TEXTO DE ORIGEM:
______

Supermercados também sofrem com as mudanças na inflação
Variações nos índices forçam os comerciantes a encontrar formas de atrair os clientes além do preço do produto
“Não é novidade para ninguém, tudo tem aumentado quase que diariamente”. Essa frase poderia ter sido dita por qualquer um dos mais de 212 milhões de brasileiros que, invariavelmente, necessitam ir às compras. Mas quem disse foi Erique Hartmann, sócio-administrador de uma das filiais do Super Vieira, localizado na Rua Carmem Miranda, 1102, bairro Centenário, em Sapiranga.
Assim como todos os cidadãos que sofrem com a alta dos preços dos alimentos e outros produtos alimentícios por conta da inflação, Erique conta que também não é diferente com os supermercados. “Temos que ficar de olhos bem abertos, pois às vezes compramos um produto, e 15 dias depois quando vai repô-lo para as prateleiras, o preço que você está vendendo já se torna preço de custo”, diz.

______

INFORMAÇÕES FORNECIDAS:
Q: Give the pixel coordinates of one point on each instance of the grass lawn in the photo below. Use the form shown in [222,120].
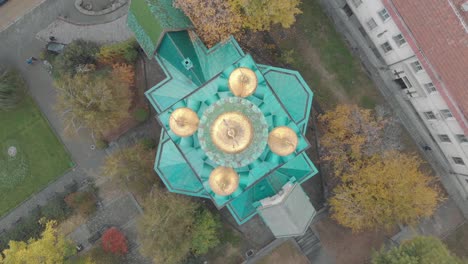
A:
[42,156]
[320,54]
[286,253]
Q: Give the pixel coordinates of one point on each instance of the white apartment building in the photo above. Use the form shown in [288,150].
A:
[428,55]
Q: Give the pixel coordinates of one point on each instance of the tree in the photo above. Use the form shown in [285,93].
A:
[131,167]
[214,20]
[165,228]
[350,134]
[205,232]
[114,241]
[12,87]
[383,191]
[420,250]
[122,52]
[262,14]
[75,55]
[50,248]
[99,102]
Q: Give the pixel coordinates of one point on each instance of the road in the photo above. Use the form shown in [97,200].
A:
[15,9]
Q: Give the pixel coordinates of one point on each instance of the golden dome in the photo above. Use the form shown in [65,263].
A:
[243,82]
[232,132]
[282,140]
[183,122]
[224,181]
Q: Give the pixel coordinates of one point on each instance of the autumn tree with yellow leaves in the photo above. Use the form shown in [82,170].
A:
[50,248]
[215,20]
[383,191]
[349,134]
[378,187]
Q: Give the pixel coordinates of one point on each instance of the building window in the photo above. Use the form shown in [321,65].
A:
[462,138]
[430,88]
[386,47]
[371,24]
[446,113]
[357,3]
[444,138]
[458,160]
[384,15]
[399,40]
[416,65]
[429,115]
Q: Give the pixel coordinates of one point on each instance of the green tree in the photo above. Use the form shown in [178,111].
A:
[99,102]
[205,232]
[75,57]
[132,168]
[420,250]
[50,248]
[262,14]
[383,191]
[165,227]
[122,52]
[12,87]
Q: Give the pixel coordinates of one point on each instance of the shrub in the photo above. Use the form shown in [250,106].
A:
[114,241]
[83,202]
[141,114]
[78,53]
[12,87]
[123,52]
[101,144]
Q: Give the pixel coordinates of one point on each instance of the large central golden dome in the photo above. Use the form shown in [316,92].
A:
[232,132]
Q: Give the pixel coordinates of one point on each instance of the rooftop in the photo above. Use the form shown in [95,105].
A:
[442,42]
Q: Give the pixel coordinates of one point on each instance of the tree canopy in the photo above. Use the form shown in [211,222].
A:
[420,250]
[131,167]
[75,56]
[384,191]
[50,248]
[12,87]
[171,225]
[215,20]
[97,101]
[350,133]
[262,14]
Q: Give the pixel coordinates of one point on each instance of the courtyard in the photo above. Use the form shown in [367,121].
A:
[29,142]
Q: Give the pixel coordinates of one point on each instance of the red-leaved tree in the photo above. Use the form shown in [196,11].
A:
[114,241]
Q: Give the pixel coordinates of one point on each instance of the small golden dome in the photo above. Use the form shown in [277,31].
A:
[183,122]
[243,82]
[224,181]
[231,132]
[282,140]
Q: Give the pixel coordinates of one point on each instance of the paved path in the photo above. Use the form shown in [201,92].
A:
[65,32]
[17,43]
[15,9]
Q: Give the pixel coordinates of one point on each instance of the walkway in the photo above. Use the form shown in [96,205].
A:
[17,43]
[66,32]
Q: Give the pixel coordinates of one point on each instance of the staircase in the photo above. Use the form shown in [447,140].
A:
[309,244]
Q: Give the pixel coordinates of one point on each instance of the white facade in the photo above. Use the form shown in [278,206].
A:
[415,84]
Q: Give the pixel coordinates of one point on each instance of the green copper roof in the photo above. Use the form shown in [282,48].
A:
[197,78]
[151,19]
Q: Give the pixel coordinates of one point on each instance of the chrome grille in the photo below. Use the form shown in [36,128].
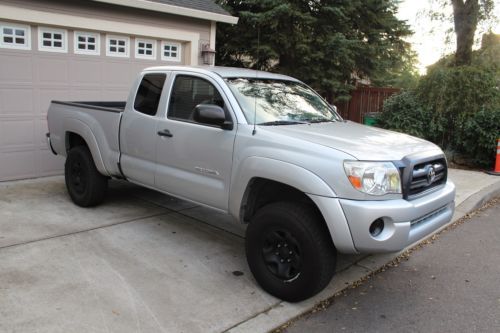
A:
[427,175]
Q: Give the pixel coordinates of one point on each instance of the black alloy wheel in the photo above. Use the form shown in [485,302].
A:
[289,250]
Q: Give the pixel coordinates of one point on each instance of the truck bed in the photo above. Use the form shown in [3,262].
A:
[102,106]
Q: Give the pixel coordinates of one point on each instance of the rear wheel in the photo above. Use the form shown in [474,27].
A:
[86,186]
[289,250]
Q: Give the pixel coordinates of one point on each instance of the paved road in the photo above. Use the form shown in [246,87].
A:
[451,285]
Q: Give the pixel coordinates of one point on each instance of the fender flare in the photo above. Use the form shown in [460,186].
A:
[276,170]
[77,126]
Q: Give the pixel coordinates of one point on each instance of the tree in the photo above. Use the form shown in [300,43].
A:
[467,15]
[326,43]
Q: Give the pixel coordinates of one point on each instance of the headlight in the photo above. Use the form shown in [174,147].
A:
[375,178]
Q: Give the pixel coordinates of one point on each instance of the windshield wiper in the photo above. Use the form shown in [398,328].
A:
[322,121]
[283,122]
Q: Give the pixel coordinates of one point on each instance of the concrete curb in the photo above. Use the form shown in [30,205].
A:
[282,312]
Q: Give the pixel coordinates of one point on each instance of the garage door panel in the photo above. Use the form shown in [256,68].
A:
[84,94]
[16,101]
[46,95]
[118,74]
[15,67]
[16,165]
[114,94]
[16,133]
[85,71]
[53,70]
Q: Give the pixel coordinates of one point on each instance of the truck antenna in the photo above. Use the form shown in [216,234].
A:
[256,77]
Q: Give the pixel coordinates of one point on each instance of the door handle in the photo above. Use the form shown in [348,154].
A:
[165,132]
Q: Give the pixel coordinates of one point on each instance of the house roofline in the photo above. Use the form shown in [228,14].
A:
[176,10]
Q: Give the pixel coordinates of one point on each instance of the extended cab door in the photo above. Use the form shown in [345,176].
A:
[138,129]
[194,160]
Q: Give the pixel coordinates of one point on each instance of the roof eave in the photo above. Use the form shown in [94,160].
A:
[176,10]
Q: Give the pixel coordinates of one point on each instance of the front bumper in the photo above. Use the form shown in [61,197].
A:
[405,221]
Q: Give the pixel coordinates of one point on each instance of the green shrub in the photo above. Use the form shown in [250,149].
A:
[477,138]
[404,113]
[454,94]
[457,108]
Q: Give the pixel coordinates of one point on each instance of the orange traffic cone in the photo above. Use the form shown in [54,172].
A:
[496,172]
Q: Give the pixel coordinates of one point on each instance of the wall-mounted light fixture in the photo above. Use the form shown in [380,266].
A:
[208,54]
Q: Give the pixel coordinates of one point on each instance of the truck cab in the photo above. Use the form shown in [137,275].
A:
[267,150]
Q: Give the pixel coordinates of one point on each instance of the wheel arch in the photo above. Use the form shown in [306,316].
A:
[264,180]
[79,133]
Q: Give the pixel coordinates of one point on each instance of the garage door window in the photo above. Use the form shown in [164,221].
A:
[145,49]
[149,93]
[170,51]
[87,43]
[15,36]
[52,40]
[117,46]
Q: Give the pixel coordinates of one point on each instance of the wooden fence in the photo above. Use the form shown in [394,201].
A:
[364,100]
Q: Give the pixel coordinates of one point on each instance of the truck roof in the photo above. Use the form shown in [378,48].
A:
[225,72]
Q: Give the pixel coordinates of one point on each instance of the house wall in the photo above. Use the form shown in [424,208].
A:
[30,79]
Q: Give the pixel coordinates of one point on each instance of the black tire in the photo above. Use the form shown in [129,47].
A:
[86,186]
[289,250]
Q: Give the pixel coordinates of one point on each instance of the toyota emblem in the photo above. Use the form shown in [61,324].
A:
[431,175]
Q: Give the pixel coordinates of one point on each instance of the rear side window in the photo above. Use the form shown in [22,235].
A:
[187,93]
[149,93]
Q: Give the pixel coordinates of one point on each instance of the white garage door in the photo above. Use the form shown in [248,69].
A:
[43,64]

______

SUAS TAREFAS:
**1.** Na matéria sobre supermercados e inflação, onde fica a filial do Super Vieira administrada por Erique Hartmann?
**2.** Reproduza sem alterações o trecho da matéria sobre supermercados e inflação que começa em "Supermercados também sofrem" e termina em "Centenário, em Sapiranga.".
Os registros provêm de outra fonte.

SOLUÇÕES POR TAREFA:
**1.** Na Rua Carmem Miranda, 1102, bairro Centenário, em Sapiranga.

**2.**
Supermercados também sofrem com as mudanças na inflação
Variações nos índices forçam os comerciantes a encontrar formas de atrair os clientes além do preço do produto
“Não é novidade para ninguém, tudo tem aumentado quase que diariamente”. Essa frase poderia ter sido dita por qualquer um dos mais de 212 milhões de brasileiros que, invariavelmente, necessitam ir às compras. Mas quem disse foi Erique Hartmann, sócio-administrador de uma das filiais do Super Vieira, localizado na Rua Carmem Miranda, 1102, bairro Centenário, em Sapiranga.